- WHAT YOU SHOULD DO: For each statement, say yes or no to whether it agrees with the forum thread, and quote the words from the thread that decide it: (a) One poster says that in Spain a flashing yellow beacon can be used in place of a warning triangle. (b) GMJ says that IDPs are now needed by all drivers. (c) REC says that because of Brexit, third country rules apply on entering the EU.

- DOCUMENT EXCERPT:

I was thinking about new stuff brexit and pandemic related but these are all good reminders thanks.  In all the tests and certificates it would be easy to forget something basic and important.


----------



## GMJ (Jul 11, 2021)

REC said:


> Health insurance? Thought green card was no longer needed, but could be mistaken.



Yes definitely still needed but doesn't have to be green anymore. 

Its IDP's that aren't needed now (unless you have a n old paper licence or have a licence issued in the Channel islands or IOM.


----------



## myvanwy (Jul 11, 2021)

Incase of breakdown, puncture etc, in Spain you can use a flashing yellow beacon instead of warning triangle.  Oh, and watch out for the new speed limits.


----------



## trevskoda (Jul 11, 2021)

Think I will just stay at home.


----------



## trevskoda (Jul 11, 2021)

Edina said:


> Spare glasses if you need them for driving


That clever, I use mine for reading.


----------



## mark61 (Jul 11, 2021)

Beam convertors.
Depending where you are going, clean air stickers.


----------



## jacquigem (Jul 11, 2021)

There are some new stickers in France for ,I think, vehicles over 3.5 ton. Argeles Morts or maybe blind spot stickers. May not be legal requirement till next year ? Not sure . Seen vans with them on so put some on ours


----------



## Canalsman (Jul 11, 2021)

You do not require a Green Card now.

The requirement has been dropped.









						UK drivers will no longer need insurance ‘green card’ in EU
					

Brexit requirement to be dropped for UK-registered vehicles, including those from Northern Ireland




					www.theguardian.com


----------



## Canalsman (Jul 11, 2021)

jacquigem said:


> There are some new stickers in France for ,I think, vehicles over 3.5 ton. Argeles Morts or maybe blind spot stickers. May not be legal requirement till next year ? Not sure . Seen vans with them on so put some on ours







__





						Angles Morts stickers
					

This is a posting from Caravan Salon Düsseldorf's Facebook page, does any member have any information about these ANGLES MORTS? For those who want to go to France: The expert organization K ÜS points out that since this year all vehicles over 3,5 tonnes with warnings ′′ dead...




					www.caravanclub.co.uk


----------



## Windy6 (Jul 11, 2021)

suneye said:


> Have my digital covid pass and paper one ordered!  Ordered my new uk stickers for number plate and van.  Taken out all meat and dairy products.  Passport renewed.  What else?  anyone travelled in the EU in the last month or so?  What was your experience?


Can we not take dairy and meat in to France now?


----------



## REC (Jul 11, 2021)

Windy6 said:


> Can we not take dairy and meat in to France now?


Quite extensive threads on this elsewhere but no. Brexit means third country rules apply on entering the EU.


----------

- MATERIAL PROVIDED:
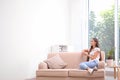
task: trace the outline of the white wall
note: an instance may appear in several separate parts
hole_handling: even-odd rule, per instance
[[[67,43],[69,0],[0,0],[0,80],[35,77],[50,45]]]

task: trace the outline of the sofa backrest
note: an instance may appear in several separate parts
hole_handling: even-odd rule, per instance
[[[51,58],[59,54],[64,62],[67,63],[67,69],[79,68],[80,62],[86,61],[86,57],[82,57],[80,52],[60,52],[60,53],[50,53],[48,58]]]
[[[81,62],[87,61],[87,57],[81,55],[81,52],[60,52],[60,53],[49,53],[47,58],[51,58],[59,54],[64,62],[67,63],[66,69],[79,69]],[[105,53],[101,51],[102,61],[105,60]]]

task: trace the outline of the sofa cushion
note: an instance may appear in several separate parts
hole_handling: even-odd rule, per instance
[[[104,77],[104,69],[98,69],[93,74],[89,74],[87,70],[70,69],[68,75],[70,77]]]
[[[39,69],[37,77],[68,77],[68,69]]]
[[[45,60],[44,62],[48,64],[48,67],[50,69],[63,69],[67,66],[67,64],[61,59],[59,54],[57,54],[56,56],[52,58]]]

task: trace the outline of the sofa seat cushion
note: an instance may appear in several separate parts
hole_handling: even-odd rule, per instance
[[[93,74],[89,74],[87,70],[70,69],[69,77],[104,77],[104,69],[98,69]]]
[[[39,69],[37,77],[68,77],[68,69]]]

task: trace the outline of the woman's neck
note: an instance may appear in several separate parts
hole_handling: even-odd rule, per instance
[[[93,49],[95,48],[95,46],[93,46]]]

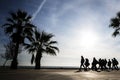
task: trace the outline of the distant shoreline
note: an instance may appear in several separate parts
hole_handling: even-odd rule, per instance
[[[0,66],[3,68],[3,66]],[[5,66],[8,69],[10,66]],[[34,66],[18,66],[18,69],[34,69]],[[79,67],[68,67],[68,66],[41,66],[41,69],[79,69]]]

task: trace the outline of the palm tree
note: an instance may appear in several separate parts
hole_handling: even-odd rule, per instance
[[[111,19],[110,27],[114,29],[113,32],[114,37],[120,34],[120,12],[117,13],[116,17]]]
[[[31,44],[25,44],[25,49],[27,49],[29,53],[32,53],[31,63],[35,61],[35,69],[41,68],[41,58],[43,53],[56,55],[56,51],[59,52],[59,49],[54,46],[57,41],[51,40],[53,36],[54,35],[48,34],[44,31],[40,33],[36,30],[34,41]],[[34,53],[36,53],[35,57]]]
[[[10,17],[7,18],[3,25],[5,33],[9,35],[12,42],[15,44],[15,54],[11,62],[11,68],[17,69],[17,56],[20,45],[24,43],[25,38],[31,39],[33,28],[35,26],[31,23],[31,16],[25,11],[18,10],[11,12]]]

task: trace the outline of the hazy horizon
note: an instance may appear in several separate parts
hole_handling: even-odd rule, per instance
[[[9,11],[22,9],[33,16],[40,30],[53,33],[60,52],[57,56],[44,54],[42,66],[79,67],[81,55],[90,59],[117,58],[120,62],[120,37],[112,37],[110,19],[120,11],[119,0],[1,0],[0,23],[5,23]],[[1,29],[1,28],[0,28]],[[6,42],[0,30],[0,54]],[[31,55],[22,52],[19,65],[31,65]],[[3,59],[0,58],[0,65]]]

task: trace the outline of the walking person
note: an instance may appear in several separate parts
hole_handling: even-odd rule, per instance
[[[86,58],[86,59],[85,59],[85,71],[87,71],[87,70],[89,69],[89,65],[90,65],[89,59]]]
[[[81,71],[82,68],[85,68],[84,62],[85,62],[85,59],[84,59],[83,56],[81,56],[81,62],[80,62],[80,68],[79,68],[80,71]]]

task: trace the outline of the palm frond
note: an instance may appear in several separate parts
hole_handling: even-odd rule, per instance
[[[10,15],[13,20],[17,20],[17,15],[14,12],[10,12]]]
[[[31,64],[33,64],[34,60],[35,60],[35,56],[34,56],[34,54],[32,54]]]
[[[114,33],[112,34],[114,37],[116,37],[120,32],[118,30],[115,30]]]
[[[120,18],[120,12],[117,13],[118,18]]]
[[[5,28],[5,33],[6,34],[11,34],[12,32],[13,32],[13,27],[12,26],[9,26],[9,27]]]
[[[112,27],[112,28],[118,28],[119,24],[120,24],[120,21],[119,21],[118,18],[112,18],[111,19],[110,27]]]
[[[11,19],[11,18],[7,18],[7,21],[10,22],[10,23],[12,23],[12,24],[15,24],[14,20]]]

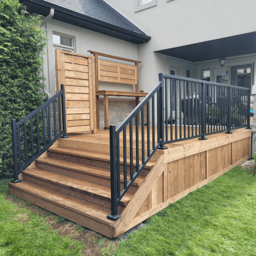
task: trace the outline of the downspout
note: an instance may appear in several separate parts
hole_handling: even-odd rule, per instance
[[[45,25],[45,30],[46,30],[46,36],[47,36],[47,29],[46,29],[46,27],[47,27],[47,23],[49,21],[49,20],[53,17],[53,16],[54,15],[54,9],[53,8],[51,8],[50,9],[50,12],[48,14],[48,15],[44,18],[44,20],[43,21],[43,22],[41,23],[41,28],[43,29],[44,25]],[[46,46],[46,51],[48,53],[48,46]],[[48,55],[48,54],[47,54]],[[42,56],[43,57],[43,56]],[[44,93],[47,95],[46,96],[46,98],[49,99],[51,98],[51,88],[50,88],[50,83],[49,83],[49,63],[48,63],[48,59],[47,59],[47,68],[48,69],[48,83],[49,83],[49,92],[47,91],[46,90],[44,90]],[[45,65],[44,65],[45,66]],[[43,67],[42,67],[43,68]],[[42,68],[42,71],[43,71],[43,76],[44,76],[44,69],[43,68]]]
[[[48,14],[48,16],[46,17],[46,18],[43,21],[41,26],[44,26],[46,24],[54,15],[54,9],[53,8],[51,8],[50,13]]]

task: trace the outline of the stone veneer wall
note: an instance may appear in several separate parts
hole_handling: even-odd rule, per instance
[[[108,99],[109,125],[118,126],[135,108],[135,99]],[[99,99],[99,124],[104,127],[104,102]]]

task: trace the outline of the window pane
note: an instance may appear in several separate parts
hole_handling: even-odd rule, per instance
[[[229,70],[218,70],[216,71],[216,82],[220,84],[229,84]]]
[[[72,38],[58,35],[52,35],[52,39],[54,43],[72,47]]]
[[[141,0],[140,4],[142,5],[143,4],[148,4],[148,2],[152,2],[152,0]]]
[[[202,71],[202,80],[210,81],[211,76],[211,71],[210,69],[205,69]]]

- THE ANSWER:
(a) Yes: "in Spain you can use a flashing yellow beacon instead of warning triangle."
(b) No: "Its IDP's that aren't needed now"
(c) Yes: "Brexit means third country rules apply on entering the EU."